■ WHAT THIS EXERCISE ASKS:
1. Extract the part of the pandas tutorial that runs from "1. **Import the" to "into a DataFrame.".
2. Which variables in the sample dataset does the pandas tutorial identify as numerical?
3. List every name that appears in the 'Name' column of the sample dataset in the pandas tutorial.

■ TEXT PASSAGE:
In this example, we will read data from a CSV file available on the Internet and store it in a DataFrame using the `pandas` library in Python. The dataset we are using is the Titanic dataset, which contains information about the passengers on the Titanic.

1. **Import the `pandas` library**: This library allows us to work with data in a tabular format.
2. **Define the URL of the CSV file**: We specify the URL of the CSV file we want to fetch data from.
3. **Read the CSV file from the URL**: We use the `pd.read_csv()` method to read the CSV file into a DataFrame.
4. **Display the first few rows of the DataFrame**: We use the `.head()` method to display the first few rows of the DataFrame.
5. **Save the DataFrame to a new CSV file**: We use the `.to_csv()` method to save the DataFrame to a new CSV file.

In [None]:
import pandas as pd

# Define the URL of the CSV file
csv_url = "https://web.stanford.edu/class/archive/cs/cs109/cs109.1166/stuff/titanic.csv"

# Read the CSV file from the URL into a DataFrame
df = pd.read_csv(csv_url)

# Display the first few rows of the DataFrame
print(df.head())

# Save the DataFrame to a new CSV file
df.to_csv("titanic_data.csv", index=False)


### Reading and Storing Data from a CSV File on the Internet (Example 2)

In this example, we will read data from a CSV file available on the Internet and store it in a DataFrame using the `pandas` library in Python. The dataset we are using is the 126 Years of Historical Olympic Dataset, which contains information about the Olympic Games. The data source was obtained from: 
* https://www.kaggle.com/datasets/muhammadehsan02/126-years-of-historical-olympic-dataset


In [None]:
import pandas as pd

# Define the URL of the CSV file
csv_url = "https://raw.githubusercontent.com/rashida048/Datasets/master/olympics.csv"

# Read the CSV file from the URL into a DataFrame
df = pd.read_csv(csv_url)

# Display the first few rows of the DataFrame
print(df.head())

# Save the DataFrame to a new CSV file
df.to_csv("olympic_data.csv", index=False)


![Image Description](./images/CategoricalVsNumerical.png)

### Categorical vs. Numerical Variables

1. **Categorical variables** represent categories or groups and are often non-numeric. In our dataset, 'Name' and 'Gender' are categorical variables.
2. **Numerical variables** represent numeric values and can be either discrete or continuous. In our dataset, 'Age' and 'Salary' are numerical variables.

In this example, we will demonstrate the difference between categorical and numerical variables using a sample dataset. 
The code below creates a sample dataset, separates the categorical and numerical variables, and displays them.

In [None]:
import pandas as pd

# Create a sample dataset
data = {
    'Name': ['Alice', 'Bob', 'Charlie', 'David', 'Eva'],
    'Age': [25, 30, 35, 40, 22],
    'Gender': ['Female', 'Male', 'Male', 'Male', 'Female'],
    'Salary': [50000, 60000, 70000, 80000, 55000]
}

# Convert the dataset into a DataFrame
df = pd.DataFrame(data)

# Display the DataFrame
print("Full Dataset:")
print(df)

# Separate categorical and numerical variables
categorical_vars = df.select_dtypes(include=['object'])

■ GIVEN MATERIAL:
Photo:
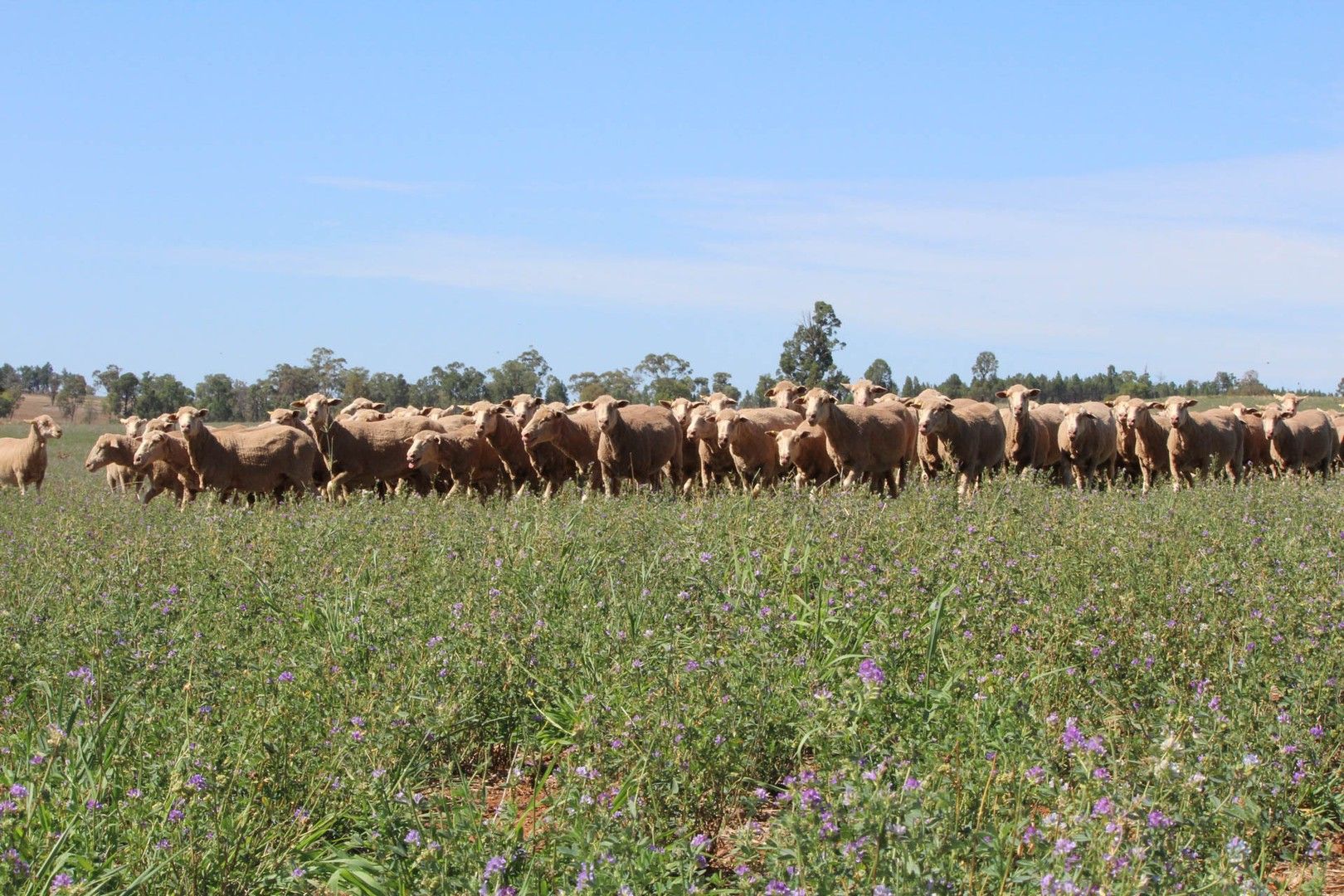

■ ANSWERS:
1.
1. **Import the `pandas` library**: This library allows us to work with data in a tabular format.
2. **Define the URL of the CSV file**: We specify the URL of the CSV file we want to fetch data from.
3. **Read the CSV file from the URL**: We use the `pd.read_csv()` method to read the CSV file into a DataFrame.

2. 'Age' and 'Salary'

3. Alice, Bob, Charlie, David, Eva